◆ Задание 1: Кто, согласно тексту документа, написал предисловие к книге Зизиуласа?
◆ Задание 2: Выпишите из текста документа все пары понятий, которые связаны между собой словами «то есть» внутри одной фразы.
◆ Задание 3: Почему, по тексту документа, богословский модернизм приходит к постмодернистскому адогматизму?

То есть, сама категория истины воспринимается как тоталитарный инструмент подавления свободы субъекта. Это и выдает в идеологии постмодернизма радикальную форму все того же модерна, или либерализма, его озабоченности эмансипацией, освобождением от власти Традиции, то есть Христианства. Эти же самые установки и тренды (в частности, революционную борьбу с «авторитарностью» «богословия истины») мы обнаруживаем и в богословском персонализме, или в «богословии общения». Поэтому другой представитель «неопатристического синтеза» прот. Иоанн Мейендорф сопроводил книгу Зизиуласа таким предисловием, которое одновременно является образцом богословского модернизма и постмодернизма. «Систематические богословы [то есть академики старой школы, излагающие веру строго по катехизису, что для модернизма есть «мертвая схоластика». – А.Б.] пренебрегают строгими правилами и требованиями исторической критики и используют прошлое [символические книги Церкви. – А.Б.] как источник текстов-доказательств, подбирая их с тем, чтобы доказать свою собственную, часто спорную интерпретацию истины». Другое дело – «интерпретация истины несистематического богослова», взявшего на вооружение передовые методы «исторической критики» богословия систематического, то есть Православия как такового. Но поскольку одновременно с отрицанием ортодоксальной истины Церкви богословский модернизм («неопатристический синтез») взамен предлагает свою ложную, или мнимую истину (неогностическую «патристику»), то объективным результатом того действия оказывается аннигиляция всякой истины (самого принципа «богословия истины»), что оборачивается логическим переходом богословского модернизма к постмодернистскому адогматизму как отказом от категории истины как таковой.

◆ Строки данных:
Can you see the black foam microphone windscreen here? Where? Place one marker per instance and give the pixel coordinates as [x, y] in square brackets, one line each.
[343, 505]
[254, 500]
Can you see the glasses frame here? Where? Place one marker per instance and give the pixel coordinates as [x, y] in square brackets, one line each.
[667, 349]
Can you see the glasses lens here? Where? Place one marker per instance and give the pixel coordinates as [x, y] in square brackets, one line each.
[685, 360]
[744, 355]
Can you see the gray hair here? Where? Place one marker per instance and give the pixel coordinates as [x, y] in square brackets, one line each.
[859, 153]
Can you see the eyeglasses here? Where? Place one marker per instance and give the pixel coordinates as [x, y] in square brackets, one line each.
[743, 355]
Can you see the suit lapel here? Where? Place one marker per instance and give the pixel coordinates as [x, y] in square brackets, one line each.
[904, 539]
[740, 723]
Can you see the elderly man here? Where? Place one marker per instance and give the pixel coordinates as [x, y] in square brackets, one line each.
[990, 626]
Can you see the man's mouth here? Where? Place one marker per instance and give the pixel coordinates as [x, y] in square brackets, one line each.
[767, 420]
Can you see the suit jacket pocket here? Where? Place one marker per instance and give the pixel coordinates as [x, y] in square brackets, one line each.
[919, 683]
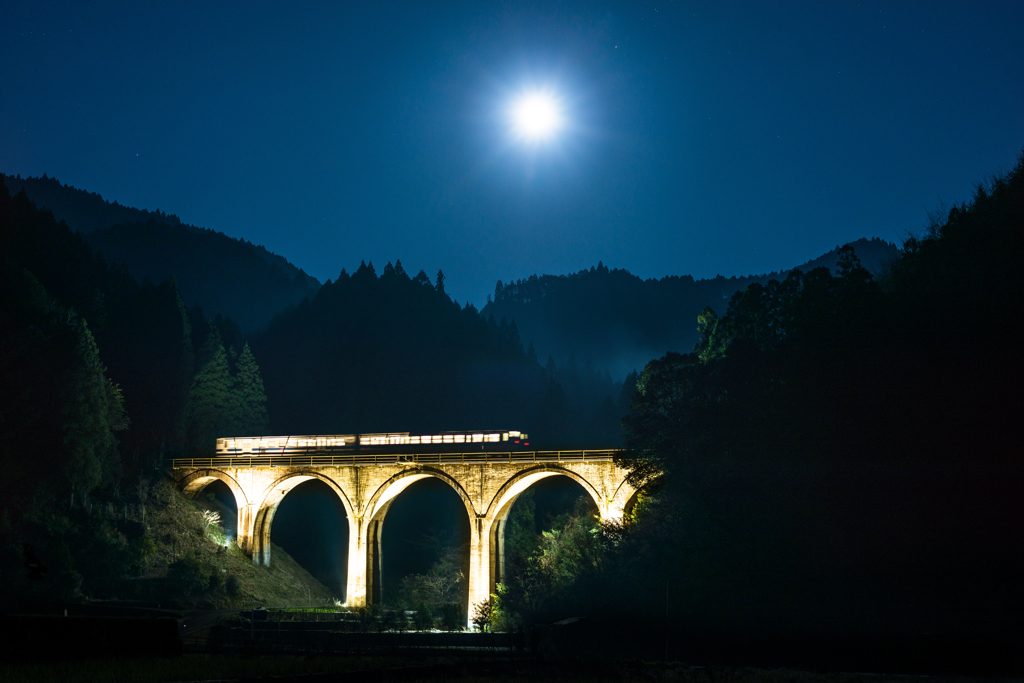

◆ Правильный ответ 1: Протоиерей Иоанн Мейендорф.

◆ Правильный ответ 2:
- Традиция — Христианство
- систематические богословы — академики старой школы, излагающие веру строго по катехизису
- богословие систематическое — Православие как таковое

◆ Правильный ответ 3: Богословский модернизм отрицает православную истину Церкви и одновременно предлагает взамен свою ложную, или мнимую, истину. В итоге уничтожается всякая истина, вплоть до самого принципа «богословия истины». Это и означает переход к адогматизму как отказу от категории истины как таковой.